— START Entries provided —
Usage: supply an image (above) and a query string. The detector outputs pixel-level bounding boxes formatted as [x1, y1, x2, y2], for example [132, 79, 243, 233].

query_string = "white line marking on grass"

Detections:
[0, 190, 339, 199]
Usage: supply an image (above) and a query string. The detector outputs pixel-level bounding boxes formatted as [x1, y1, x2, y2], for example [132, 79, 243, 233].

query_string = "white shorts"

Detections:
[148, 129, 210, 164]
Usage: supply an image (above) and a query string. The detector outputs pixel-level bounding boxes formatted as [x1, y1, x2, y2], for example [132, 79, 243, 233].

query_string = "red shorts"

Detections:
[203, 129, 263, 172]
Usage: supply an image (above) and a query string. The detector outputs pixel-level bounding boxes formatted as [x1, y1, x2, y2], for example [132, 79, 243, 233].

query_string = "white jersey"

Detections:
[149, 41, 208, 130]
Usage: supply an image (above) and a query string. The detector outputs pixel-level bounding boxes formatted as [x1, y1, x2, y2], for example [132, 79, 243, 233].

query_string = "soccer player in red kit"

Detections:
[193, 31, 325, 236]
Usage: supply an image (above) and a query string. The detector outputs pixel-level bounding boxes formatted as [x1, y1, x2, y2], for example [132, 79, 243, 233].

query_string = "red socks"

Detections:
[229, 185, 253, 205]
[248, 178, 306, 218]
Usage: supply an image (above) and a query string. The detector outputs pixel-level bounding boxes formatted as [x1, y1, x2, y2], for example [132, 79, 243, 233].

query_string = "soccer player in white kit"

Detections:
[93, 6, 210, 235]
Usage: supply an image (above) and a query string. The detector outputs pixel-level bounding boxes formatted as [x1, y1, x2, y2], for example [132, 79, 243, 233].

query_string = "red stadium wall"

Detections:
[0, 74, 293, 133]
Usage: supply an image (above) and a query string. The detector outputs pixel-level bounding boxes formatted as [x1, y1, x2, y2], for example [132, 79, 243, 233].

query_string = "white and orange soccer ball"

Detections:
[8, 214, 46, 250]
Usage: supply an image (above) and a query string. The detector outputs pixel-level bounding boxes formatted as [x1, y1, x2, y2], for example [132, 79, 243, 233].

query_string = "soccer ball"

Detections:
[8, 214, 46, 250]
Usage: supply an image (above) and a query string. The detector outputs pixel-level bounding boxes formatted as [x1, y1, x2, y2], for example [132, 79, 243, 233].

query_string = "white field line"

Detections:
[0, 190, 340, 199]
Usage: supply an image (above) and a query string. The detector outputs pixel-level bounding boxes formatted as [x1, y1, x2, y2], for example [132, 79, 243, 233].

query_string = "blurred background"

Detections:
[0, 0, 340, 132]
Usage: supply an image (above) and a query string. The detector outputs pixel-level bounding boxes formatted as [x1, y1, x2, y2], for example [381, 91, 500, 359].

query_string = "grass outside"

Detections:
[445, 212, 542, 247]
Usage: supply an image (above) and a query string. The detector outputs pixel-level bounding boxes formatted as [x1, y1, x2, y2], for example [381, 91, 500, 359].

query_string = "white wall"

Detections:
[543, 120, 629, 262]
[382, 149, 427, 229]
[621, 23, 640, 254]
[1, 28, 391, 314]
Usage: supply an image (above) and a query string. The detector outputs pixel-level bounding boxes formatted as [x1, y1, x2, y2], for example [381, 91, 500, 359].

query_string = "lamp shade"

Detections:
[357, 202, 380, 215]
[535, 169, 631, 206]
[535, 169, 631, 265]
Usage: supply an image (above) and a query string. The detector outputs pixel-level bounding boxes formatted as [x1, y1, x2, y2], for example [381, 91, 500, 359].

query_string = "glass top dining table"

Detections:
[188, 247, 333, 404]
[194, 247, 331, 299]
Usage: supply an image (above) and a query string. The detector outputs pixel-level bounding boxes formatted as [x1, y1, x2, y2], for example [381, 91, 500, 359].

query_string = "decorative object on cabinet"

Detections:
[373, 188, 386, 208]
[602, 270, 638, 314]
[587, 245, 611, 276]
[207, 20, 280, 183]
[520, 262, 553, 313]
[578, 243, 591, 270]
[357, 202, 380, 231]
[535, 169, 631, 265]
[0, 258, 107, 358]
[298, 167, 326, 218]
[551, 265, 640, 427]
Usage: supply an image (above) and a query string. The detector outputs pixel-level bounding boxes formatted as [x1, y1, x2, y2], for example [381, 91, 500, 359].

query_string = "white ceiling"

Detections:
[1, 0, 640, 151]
— END Entries provided —
Return each line of the material above that contains the word "white". Treat uppercase and lowercase letters as different.

- Response below:
query_string = "white line marking on grass"
query_string = "white shorts"
query_string = "white jersey"
query_string = "soccer player in white kit"
query_string = "white and orange soccer ball"
query_string = "white field line"
query_string = "white wall"
query_string = "white ceiling"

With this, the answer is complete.